>> BEGIN DOCUMENT SECTION
Latest scientific analyses suggests that the impact of climate change on world food production in the next decade is going to be mostly negative [1,2,3,4], putting food systems under stress, and exacerbating the existing challenge to guarantee food security to a growing global population [5,6]. Agriculture is a fundamental part of the food system, which involves numerous actors along the food value chain (growing, processing, trading, and selling) from farm gates to fork. Food production is deeply interconnected with weather and climate. Indeed, agriculture contributes to roughly 30% of Green House Gases (GHG) emissions—the production of crops and animal products releases roughly 13% and the rest due to land use change and deforestation [7]. At the same time, it is negatively impacted by climate change. More frequent and extreme weather events affect food production and price volatility, and accelerate land erosion damaging ecosystems and leading to crop failures. These issues have implications for local and global development in a growing and warming planet [8]. The United Nations Department of Economic and Social Affairs (UN DESA) estimates [9] show increasing population (expected to rise to 9.6 billion in 2050 driven by higher fertility, rapid increase in life expectancy at birth in Sub-Saharan Africa and India) and urbanization (almost 70 percent by 2050). In addition to social changes (1.2 billion people joining the middle class in emerging economies), they are able to exacerbate environmental pressure without a change in global policy towards resilience. Thus, meeting the sustainable development challenge of the Post-2015 Agenda means assuring timely access to key resources, such as food, in a more unstable world. The last food commodity crisis which started in 2007 showed that food is deeply linked to other important but constrained resources such as water and energy. In fact, challenges to what we can define the food-water-energy nexus are interdependent: a shock on a single resource may have a cascading effect on the others, and define overall negative impacts on the human/environmental system.
An answer to the complex relation between agriculture, climate change and sustainable and inclusive development was recently provided by Climate Smart Agriculture (CSA) [10,11] that relies on sustainable agricultural intensification and resource resilience, by adopting mitigation and adaptation measures to curb GHG emissions linked to agriculture, waste and pollution. But a robust quantitative framework of analysis for modelling CSA has not been identified nor developed yet. Traditional tools of analysis rooted in neoclassical economic theories were not built to address the complexity, multidimensionality and non-linearity of the relations that characterise CSA approach.
>> END DOCUMENT SECTION
>> BEGIN DATA ENTRIES
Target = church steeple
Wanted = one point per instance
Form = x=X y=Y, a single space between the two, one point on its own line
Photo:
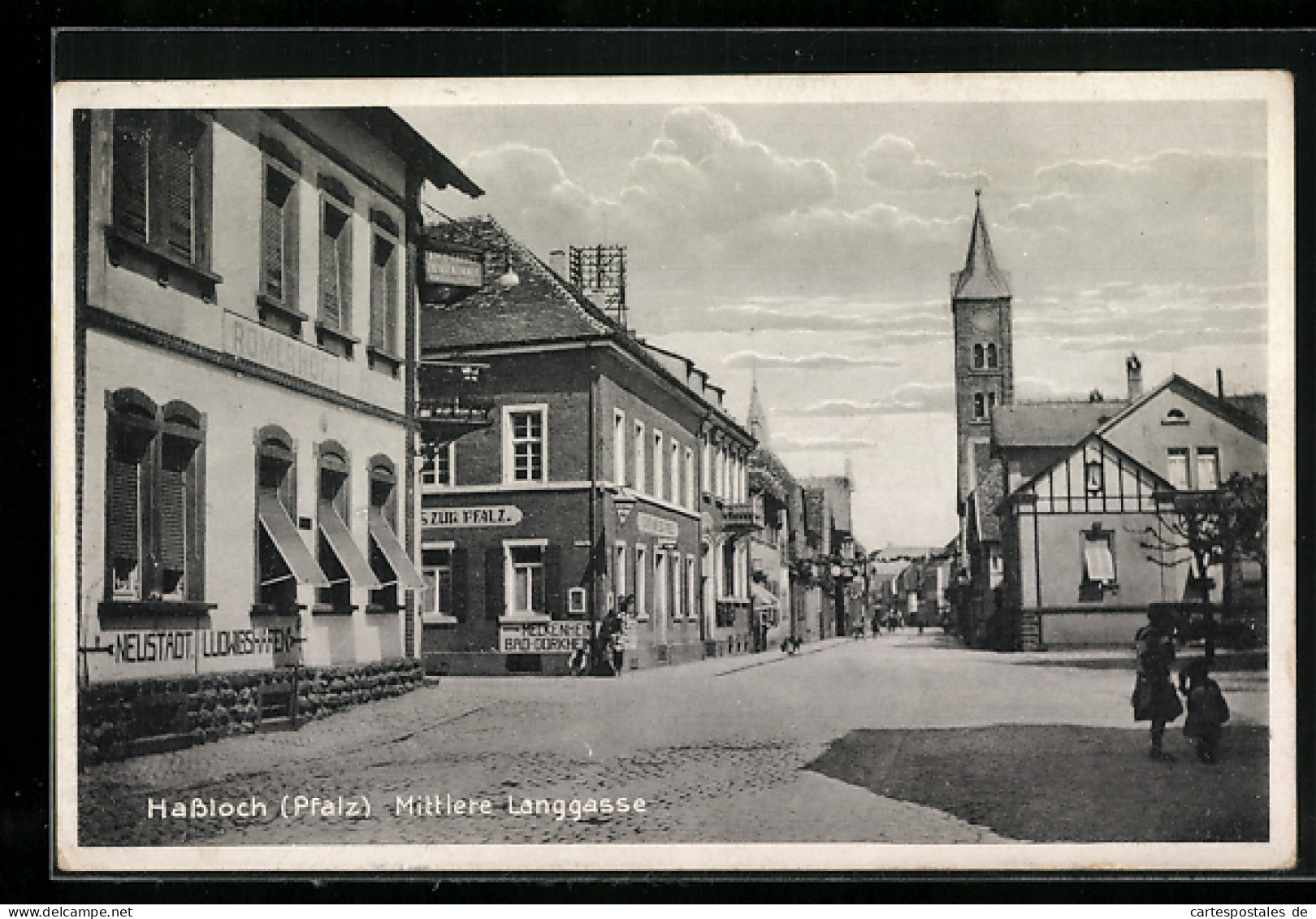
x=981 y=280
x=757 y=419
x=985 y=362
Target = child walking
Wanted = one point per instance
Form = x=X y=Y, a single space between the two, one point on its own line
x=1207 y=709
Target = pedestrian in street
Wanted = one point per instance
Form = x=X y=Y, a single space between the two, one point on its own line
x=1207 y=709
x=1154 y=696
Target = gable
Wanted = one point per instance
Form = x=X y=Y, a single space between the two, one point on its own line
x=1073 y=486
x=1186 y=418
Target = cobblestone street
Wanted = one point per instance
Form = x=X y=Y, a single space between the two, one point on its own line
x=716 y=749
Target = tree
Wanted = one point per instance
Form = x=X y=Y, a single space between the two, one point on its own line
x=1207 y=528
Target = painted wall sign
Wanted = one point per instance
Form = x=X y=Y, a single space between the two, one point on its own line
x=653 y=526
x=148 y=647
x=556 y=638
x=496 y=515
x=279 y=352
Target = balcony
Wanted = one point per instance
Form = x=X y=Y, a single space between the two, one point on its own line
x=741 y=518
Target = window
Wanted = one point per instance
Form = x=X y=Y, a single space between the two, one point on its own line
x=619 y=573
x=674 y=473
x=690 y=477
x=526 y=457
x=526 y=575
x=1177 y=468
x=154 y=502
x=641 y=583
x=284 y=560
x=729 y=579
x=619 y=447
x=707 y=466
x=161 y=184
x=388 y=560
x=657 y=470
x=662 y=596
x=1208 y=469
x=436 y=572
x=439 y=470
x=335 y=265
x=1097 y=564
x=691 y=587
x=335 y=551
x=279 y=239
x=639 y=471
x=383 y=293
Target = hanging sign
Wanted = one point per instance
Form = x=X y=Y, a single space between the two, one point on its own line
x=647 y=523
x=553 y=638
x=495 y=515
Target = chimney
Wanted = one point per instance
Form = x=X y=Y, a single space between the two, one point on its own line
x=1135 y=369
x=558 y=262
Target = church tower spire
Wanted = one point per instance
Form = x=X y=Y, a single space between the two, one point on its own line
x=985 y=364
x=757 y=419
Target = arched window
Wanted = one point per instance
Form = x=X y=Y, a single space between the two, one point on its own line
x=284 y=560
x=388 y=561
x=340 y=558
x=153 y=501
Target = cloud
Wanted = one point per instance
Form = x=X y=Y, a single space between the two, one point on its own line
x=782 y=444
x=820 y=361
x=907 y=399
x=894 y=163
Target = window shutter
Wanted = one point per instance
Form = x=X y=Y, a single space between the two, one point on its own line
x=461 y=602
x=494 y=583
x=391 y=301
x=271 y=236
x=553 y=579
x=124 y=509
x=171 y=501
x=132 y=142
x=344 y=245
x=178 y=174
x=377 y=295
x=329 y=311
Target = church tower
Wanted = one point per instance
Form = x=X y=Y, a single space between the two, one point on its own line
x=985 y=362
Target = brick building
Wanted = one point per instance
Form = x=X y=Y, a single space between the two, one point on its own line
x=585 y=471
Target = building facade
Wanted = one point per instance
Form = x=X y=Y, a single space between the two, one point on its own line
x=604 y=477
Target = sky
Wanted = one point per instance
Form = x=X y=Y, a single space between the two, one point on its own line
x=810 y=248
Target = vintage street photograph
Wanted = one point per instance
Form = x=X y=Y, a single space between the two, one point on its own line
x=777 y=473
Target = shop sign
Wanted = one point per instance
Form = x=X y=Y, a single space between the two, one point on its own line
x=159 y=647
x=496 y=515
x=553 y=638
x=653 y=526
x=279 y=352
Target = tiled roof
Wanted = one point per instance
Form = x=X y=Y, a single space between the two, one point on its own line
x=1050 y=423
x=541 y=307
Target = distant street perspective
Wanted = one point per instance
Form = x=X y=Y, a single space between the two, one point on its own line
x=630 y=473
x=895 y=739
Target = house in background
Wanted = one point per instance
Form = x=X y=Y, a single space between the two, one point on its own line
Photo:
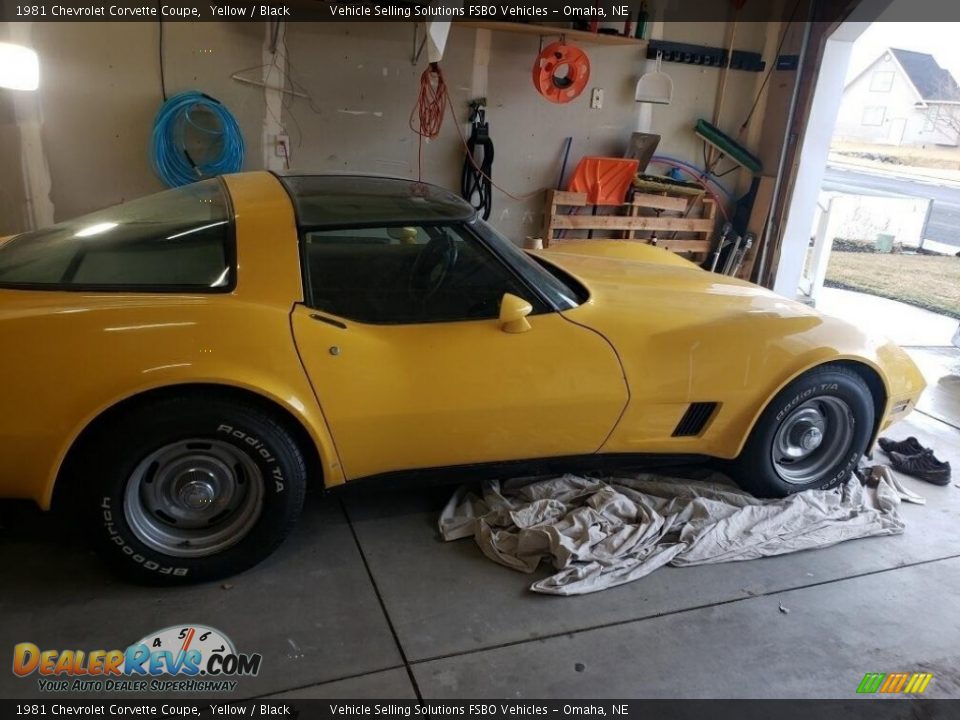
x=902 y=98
>> END DATA ENTRIES
> PROBLEM SET:
[A] Copy the passage on climate change and food production word for word, starting at the words "An answer to" and ending after the words "characterise CSA approach.".
[B] Write the next part of the passage on climate change and food production, picking up after its last sentence.

> TASK ANSWERS:
[A]
An answer to the complex relation between agriculture, climate change and sustainable and inclusive development was recently provided by Climate Smart Agriculture (CSA) [10,11] that relies on sustainable agricultural intensification and resource resilience, by adopting mitigation and adaptation measures to curb GHG emissions linked to agriculture, waste and pollution. But a robust quantitative framework of analysis for modelling CSA has not been identified nor developed yet. Traditional tools of analysis rooted in neoclassical economic theories were not built to address the complexity, multidimensionality and non-linearity of the relations that characterise CSA approach.

[B]
Useful alternatives to study the complexity of the food system are represented by System Dynamics (SD) and Agent Based models (ABM), which are simulation models that mimic the dynamic behaviour of the system they try to reproduce in its functional relationships. Despite their potentialities, SD and ABM have only been recently applied to agri-food systems and sustainability analysis, and a comprehensive bibliometric analysis on their publications’ performance and characteristics is missing. In this paper we are going to fill in this gap by analysing publications in scientific journal and keywords in what we define as the traditional agricultural modelling community (AM), which relies on the use of neoclassical models, and in the agricultural complex systems modelling community (ACSM), which relies on the use of SD and ABM. For our analysis we rely on the ISIWeb of Science dataset provided by Thomson Reuters [12] that is considered to be one of the best depositories of journals in the field.
The paper is structured as follows. Section 2 briefly highlights strengths and weaknesses of AM and ACSM. Section 3 describes the methodology used for the bibliometric analysis. Section 4 presents and discusses the main results in the AM and ACSM areas. Section 5 concludes.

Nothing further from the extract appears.